Task details:
Repeat verbatim the lines of the listing between the line holding "Detect all occurrences of entrance door here." and the line holding "[181,182,200,242]", inclusive, and nothing else.

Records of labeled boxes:
■ ■ ■ ■ ■
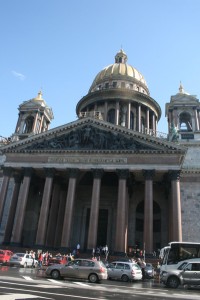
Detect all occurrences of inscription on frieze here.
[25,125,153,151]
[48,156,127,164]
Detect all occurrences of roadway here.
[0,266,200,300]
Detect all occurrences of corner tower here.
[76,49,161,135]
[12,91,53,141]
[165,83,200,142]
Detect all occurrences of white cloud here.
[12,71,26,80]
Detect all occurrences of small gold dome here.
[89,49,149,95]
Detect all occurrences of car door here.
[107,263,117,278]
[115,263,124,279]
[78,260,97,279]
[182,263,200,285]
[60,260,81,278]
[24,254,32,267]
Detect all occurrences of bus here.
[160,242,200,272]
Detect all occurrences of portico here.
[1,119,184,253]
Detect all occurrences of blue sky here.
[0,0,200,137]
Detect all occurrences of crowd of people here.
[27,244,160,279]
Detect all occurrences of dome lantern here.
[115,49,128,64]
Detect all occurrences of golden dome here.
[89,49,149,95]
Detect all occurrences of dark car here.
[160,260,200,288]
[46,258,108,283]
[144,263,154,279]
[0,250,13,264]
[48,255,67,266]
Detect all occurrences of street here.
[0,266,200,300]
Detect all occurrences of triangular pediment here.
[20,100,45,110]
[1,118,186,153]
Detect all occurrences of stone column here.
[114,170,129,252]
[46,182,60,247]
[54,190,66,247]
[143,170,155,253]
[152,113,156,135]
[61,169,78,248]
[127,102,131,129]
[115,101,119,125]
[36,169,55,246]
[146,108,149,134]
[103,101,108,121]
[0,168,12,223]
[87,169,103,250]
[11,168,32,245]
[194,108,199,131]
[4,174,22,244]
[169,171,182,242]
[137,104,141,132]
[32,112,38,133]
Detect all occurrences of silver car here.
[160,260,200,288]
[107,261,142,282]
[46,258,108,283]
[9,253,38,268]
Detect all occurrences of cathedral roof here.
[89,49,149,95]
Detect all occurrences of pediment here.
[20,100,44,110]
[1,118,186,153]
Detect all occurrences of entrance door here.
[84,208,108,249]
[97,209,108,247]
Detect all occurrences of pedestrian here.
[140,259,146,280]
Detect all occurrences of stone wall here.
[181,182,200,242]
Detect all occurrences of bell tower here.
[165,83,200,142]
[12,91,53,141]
■ ■ ■ ■ ■
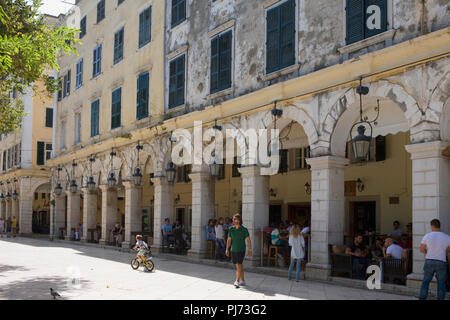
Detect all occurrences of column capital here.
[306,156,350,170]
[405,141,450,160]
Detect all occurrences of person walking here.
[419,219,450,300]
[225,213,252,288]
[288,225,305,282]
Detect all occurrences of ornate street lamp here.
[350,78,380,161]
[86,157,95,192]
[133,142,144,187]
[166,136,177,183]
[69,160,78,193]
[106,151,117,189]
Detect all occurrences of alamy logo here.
■ ■ ■ ■ ■
The completed task:
Detect all occurrences of entrance door here.
[84,208,108,249]
[97,209,108,247]
Detect all occurrences of pedestrian here.
[140,259,146,280]
Detect all occurrences of stone wall here.
[181,182,200,242]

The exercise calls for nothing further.